[What this exercise asks]
**A.** Determine whether each of the following statements agrees with the consulting agreement: (i) the effective date of the agreement is July 1, 2003; (ii) Belsey has held his position with the Company since January 1, 2003; (iii) Belsey has agreed to serve as a consultant to the Company for five years. Answer yes or no for each, quoting the words of the agreement that settle it.
**B.** Transcribe the part of the consulting agreement that opens with the words "B. The Board" and closes with "in this Agreement.".

[Document passage]

POST-RETIREMENT EXECUTIVE CONSULTING AGREEMENT
This Post-Retirement Executive Consulting Agreement is made
and entered into as of April 15, 2003, between AIR METHODS CORPORATION, a
Delaware corporation (the "Company"), and XXXXXX X. XXXXXX ("Xxxxxx").
RECITALS
X. Xxxxxx is presently serving the Company as its Chairman of the
Board of Directors of the Company (the "Board") and Chief Executive Officer, a
position that he has held since June 1994. Belsey has advised the Board of his
desire to retire as Chief Executive Officer following the Annual Meeting of
Stockholders presently scheduled to be held on June 11, 2003, effective after
June 30, 2003. The terms of Belsey's present employment are set forth in an
Employment Agreement dated as of January 1, 2003.
B. The Board desires that Belsey remain as Chairman of the Board
of the Company after his retirement as Chief Executive Officer and that he be
retained as a consultant to the Company. Belsey has agreed to continue to serve
as Chairman of the Board until the Annual Meeting of Stockholders of the Company
in 2004, and his continued service in that capacity, if any, will be dependent
upon whether he is re-elected as a director upon the expiration of his present
term in 2004, and upon the mutual desire of the Board and Belsey for him to
continue in such a position. Belsey has agreed to serve the Company as a
consultant for a period of five years in the manner provided in this Agreement.
AGREEMENT
In consideration of the mutual promises contained herein, the receipt
and sufficiency of which are hereby acknowledged, the parties hereby agree as
follows:
1. Effective Date; Term. The effective date of this Agreement
shall be July 1, 2003, and it shall remain in effect through June 30, 2008.
2. Services. Belsey shall provide services to the Company in the
capacity of Chairman of the Board, and as a consultant to the Company.

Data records

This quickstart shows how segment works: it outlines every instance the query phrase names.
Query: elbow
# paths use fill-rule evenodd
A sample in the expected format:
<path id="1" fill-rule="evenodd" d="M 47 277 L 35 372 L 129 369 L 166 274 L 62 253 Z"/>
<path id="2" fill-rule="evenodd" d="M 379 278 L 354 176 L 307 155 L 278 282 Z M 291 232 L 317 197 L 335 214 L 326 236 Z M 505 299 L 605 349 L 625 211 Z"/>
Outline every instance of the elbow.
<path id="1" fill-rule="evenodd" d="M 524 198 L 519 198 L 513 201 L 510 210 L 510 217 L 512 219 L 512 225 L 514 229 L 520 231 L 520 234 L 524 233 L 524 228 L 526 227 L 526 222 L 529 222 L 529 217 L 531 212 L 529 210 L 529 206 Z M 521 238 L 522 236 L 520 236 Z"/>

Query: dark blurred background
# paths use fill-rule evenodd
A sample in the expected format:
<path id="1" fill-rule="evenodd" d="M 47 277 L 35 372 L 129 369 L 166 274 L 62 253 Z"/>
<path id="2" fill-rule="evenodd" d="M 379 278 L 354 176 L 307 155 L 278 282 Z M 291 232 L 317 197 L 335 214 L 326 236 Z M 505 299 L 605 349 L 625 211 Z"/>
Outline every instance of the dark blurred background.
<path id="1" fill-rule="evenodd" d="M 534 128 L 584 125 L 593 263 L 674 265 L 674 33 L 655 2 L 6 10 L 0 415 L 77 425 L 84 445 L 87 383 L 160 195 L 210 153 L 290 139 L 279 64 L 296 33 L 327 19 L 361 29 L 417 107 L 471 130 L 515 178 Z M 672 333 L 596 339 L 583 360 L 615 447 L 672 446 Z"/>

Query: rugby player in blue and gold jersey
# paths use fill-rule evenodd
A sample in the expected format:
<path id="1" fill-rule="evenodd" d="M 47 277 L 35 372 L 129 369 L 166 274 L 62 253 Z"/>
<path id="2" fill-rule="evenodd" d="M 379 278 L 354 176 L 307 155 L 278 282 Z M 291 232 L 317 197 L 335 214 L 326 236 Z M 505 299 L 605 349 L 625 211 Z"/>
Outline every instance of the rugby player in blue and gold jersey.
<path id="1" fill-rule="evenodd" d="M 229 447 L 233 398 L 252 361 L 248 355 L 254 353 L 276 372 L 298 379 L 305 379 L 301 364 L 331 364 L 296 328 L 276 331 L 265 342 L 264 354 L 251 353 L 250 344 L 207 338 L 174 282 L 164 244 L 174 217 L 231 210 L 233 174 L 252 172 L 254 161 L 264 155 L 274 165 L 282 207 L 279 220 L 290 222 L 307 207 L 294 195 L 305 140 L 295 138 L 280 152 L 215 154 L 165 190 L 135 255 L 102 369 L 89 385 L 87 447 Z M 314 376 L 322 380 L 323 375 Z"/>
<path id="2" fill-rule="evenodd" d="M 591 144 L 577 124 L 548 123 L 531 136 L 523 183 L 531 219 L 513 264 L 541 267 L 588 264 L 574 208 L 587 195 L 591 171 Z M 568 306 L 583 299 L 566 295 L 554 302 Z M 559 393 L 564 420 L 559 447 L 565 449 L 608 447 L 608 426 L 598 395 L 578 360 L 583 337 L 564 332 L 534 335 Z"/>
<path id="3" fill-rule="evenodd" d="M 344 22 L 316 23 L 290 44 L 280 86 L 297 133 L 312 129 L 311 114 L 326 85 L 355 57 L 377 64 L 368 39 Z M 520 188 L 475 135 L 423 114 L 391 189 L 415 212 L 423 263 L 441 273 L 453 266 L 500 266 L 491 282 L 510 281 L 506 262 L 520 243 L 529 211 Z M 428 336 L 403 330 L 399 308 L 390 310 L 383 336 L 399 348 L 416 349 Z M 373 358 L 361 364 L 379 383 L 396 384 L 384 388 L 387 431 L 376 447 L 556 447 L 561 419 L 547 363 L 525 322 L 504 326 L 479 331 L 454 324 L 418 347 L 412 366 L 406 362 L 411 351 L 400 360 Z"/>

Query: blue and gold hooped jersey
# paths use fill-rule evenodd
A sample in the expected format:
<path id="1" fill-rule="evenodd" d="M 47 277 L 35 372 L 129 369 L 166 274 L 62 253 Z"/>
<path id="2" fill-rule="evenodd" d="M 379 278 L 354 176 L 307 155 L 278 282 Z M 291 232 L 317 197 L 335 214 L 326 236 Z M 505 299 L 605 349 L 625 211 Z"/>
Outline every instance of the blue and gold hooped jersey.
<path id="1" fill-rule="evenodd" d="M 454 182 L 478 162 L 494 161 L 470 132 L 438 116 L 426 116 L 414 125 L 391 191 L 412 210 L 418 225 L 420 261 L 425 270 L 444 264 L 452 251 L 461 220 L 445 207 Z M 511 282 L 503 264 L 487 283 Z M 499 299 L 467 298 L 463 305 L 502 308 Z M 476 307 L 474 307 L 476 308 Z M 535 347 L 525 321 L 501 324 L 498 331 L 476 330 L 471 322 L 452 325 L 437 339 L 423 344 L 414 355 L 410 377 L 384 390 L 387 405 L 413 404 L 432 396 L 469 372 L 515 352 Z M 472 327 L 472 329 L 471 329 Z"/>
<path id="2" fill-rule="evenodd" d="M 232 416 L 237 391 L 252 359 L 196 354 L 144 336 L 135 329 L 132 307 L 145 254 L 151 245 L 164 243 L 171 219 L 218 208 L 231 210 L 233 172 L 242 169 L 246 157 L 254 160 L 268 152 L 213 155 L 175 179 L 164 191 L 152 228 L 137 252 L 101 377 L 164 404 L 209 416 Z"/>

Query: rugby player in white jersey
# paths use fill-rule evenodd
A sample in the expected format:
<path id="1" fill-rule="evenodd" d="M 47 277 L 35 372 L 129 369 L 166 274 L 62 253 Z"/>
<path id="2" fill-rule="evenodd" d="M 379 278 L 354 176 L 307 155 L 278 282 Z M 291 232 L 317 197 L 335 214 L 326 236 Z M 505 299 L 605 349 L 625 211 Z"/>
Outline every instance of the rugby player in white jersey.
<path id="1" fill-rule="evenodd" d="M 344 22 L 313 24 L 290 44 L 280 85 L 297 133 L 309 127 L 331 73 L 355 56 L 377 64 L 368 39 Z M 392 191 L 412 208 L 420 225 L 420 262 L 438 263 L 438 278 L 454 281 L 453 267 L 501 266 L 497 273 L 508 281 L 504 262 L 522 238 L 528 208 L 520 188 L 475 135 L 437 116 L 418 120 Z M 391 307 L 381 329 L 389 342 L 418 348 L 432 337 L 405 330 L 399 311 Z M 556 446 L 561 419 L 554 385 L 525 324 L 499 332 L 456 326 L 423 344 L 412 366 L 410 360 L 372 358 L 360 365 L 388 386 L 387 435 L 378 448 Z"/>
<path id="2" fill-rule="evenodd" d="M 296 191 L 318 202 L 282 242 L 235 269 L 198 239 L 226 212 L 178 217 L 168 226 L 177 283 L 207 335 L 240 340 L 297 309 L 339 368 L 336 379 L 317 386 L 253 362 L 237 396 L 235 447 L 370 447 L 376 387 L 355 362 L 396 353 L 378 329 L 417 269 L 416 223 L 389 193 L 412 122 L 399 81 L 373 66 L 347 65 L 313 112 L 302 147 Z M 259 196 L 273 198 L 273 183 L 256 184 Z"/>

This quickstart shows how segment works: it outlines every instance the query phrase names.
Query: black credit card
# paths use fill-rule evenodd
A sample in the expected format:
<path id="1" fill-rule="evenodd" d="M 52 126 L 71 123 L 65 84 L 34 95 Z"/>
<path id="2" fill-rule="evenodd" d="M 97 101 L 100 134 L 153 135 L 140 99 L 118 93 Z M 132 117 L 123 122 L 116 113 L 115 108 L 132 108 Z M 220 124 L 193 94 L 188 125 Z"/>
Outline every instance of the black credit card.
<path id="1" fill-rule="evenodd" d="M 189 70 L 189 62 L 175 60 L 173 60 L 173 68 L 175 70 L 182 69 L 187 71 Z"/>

[Answer list]
**A.**
(i) Yes: "The effective date of this Agreement shall be July 1, 2003"
(ii) No: "a position that he has held since June 1994"
(iii) Yes: "Belsey has agreed to serve the Company as a consultant for a period of five years"

**B.**
B. The Board desires that Belsey remain as Chairman of the Board
of the Company after his retirement as Chief Executive Officer and that he be
retained as a consultant to the Company. Belsey has agreed to continue to serve
as Chairman of the Board until the Annual Meeting of Stockholders of the Company
in 2004, and his continued service in that capacity, if any, will be dependent
upon whether he is re-elected as a director upon the expiration of his present
term in 2004, and upon the mutual desire of the Board and Belsey for him to
continue in such a position. Belsey has agreed to serve the Company as a
consultant for a period of five years in the manner provided in this Agreement.